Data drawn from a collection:
## BEGIN

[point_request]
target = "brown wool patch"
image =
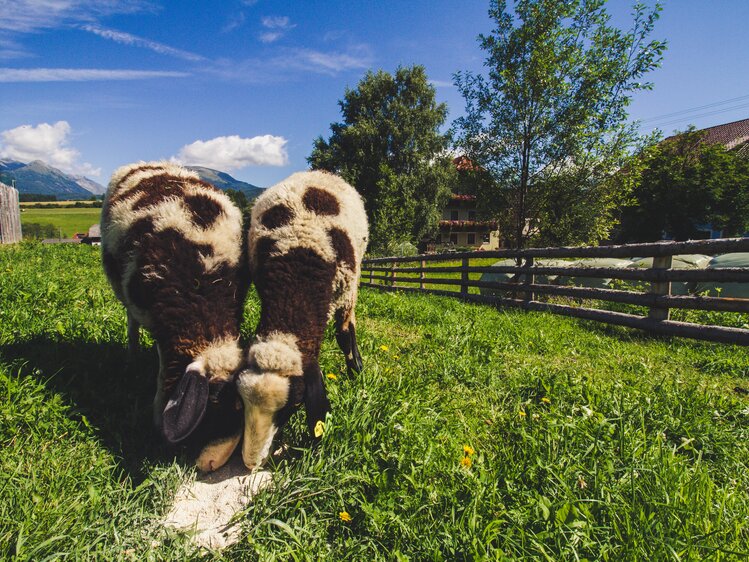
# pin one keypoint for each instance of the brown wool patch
(203, 210)
(343, 249)
(136, 171)
(276, 217)
(321, 202)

## END

▶ _DESCRIPTION OF THE TASK_
Convert the listing above into a Markdown table with the columns Row and Text, giving each non-blank line its own numbered row. Leave the picture out of the table.

▶ _FINAL RESULT_
| Row | Text |
|---|---|
| 1 | [point_request] |
| 2 | target = "brown wool patch" |
| 3 | image = |
| 4 | # pin one keypoint for each instance of the brown wool patch |
| 5 | (203, 210) |
| 6 | (343, 249) |
| 7 | (136, 171) |
| 8 | (276, 217) |
| 9 | (321, 202) |